SYDNEY (Reuters) - A cyclonic storm lashed Australia’s east coast for a third day on Wednesday, causing millions of dollars of damage to property and infrastructure in Sydney and other cities.
Three people have been killed in the wild weather, which has washed away houses, cut power to more than 200,000 homes and stranded a cruise ship off the coast in mountainous seas.
The Bureau of Meteorology warned that a second storm cell was gathering off the coast north of Sydney, with gale force winds of up to 100 km per hour (62 miles per hour) and heavy winds lashing the coast.
The storm caused havoc in Sydney, felling trees, downing power lines and knocking out traffic lights. Delayed and canceled transport services due to flooding and strong winds left many commuters stranded in the wet.
New South Wales State Premier Mike Baird urged Sydneysiders to delay unnecessary travel and avoid traveling during peak times if possible.
“There is no doubt this is a very severe storm event, indeed it is a once in 10-year event,” Baird told reporters.

■ **Data block**
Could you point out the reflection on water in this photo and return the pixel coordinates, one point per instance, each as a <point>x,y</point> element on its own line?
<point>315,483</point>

■ **Problem to work on**
Reproduce the news report above on the Sydney storm word for word.

■ **Exercise answer**
SYDNEY (Reuters) - A cyclonic storm lashed Australia’s east coast for a third day on Wednesday, causing millions of dollars of damage to property and infrastructure in Sydney and other cities.
Three people have been killed in the wild weather, which has washed away houses, cut power to more than 200,000 homes and stranded a cruise ship off the coast in mountainous seas.
The Bureau of Meteorology warned that a second storm cell was gathering off the coast north of Sydney, with gale force winds of up to 100 km per hour (62 miles per hour) and heavy winds lashing the coast.
The storm caused havoc in Sydney, felling trees, downing power lines and knocking out traffic lights. Delayed and canceled transport services due to flooding and strong winds left many commuters stranded in the wet.
New South Wales State Premier Mike Baird urged Sydneysiders to delay unnecessary travel and avoid traveling during peak times if possible.
“There is no doubt this is a very severe storm event, indeed it is a once in 10-year event,” Baird told reporters.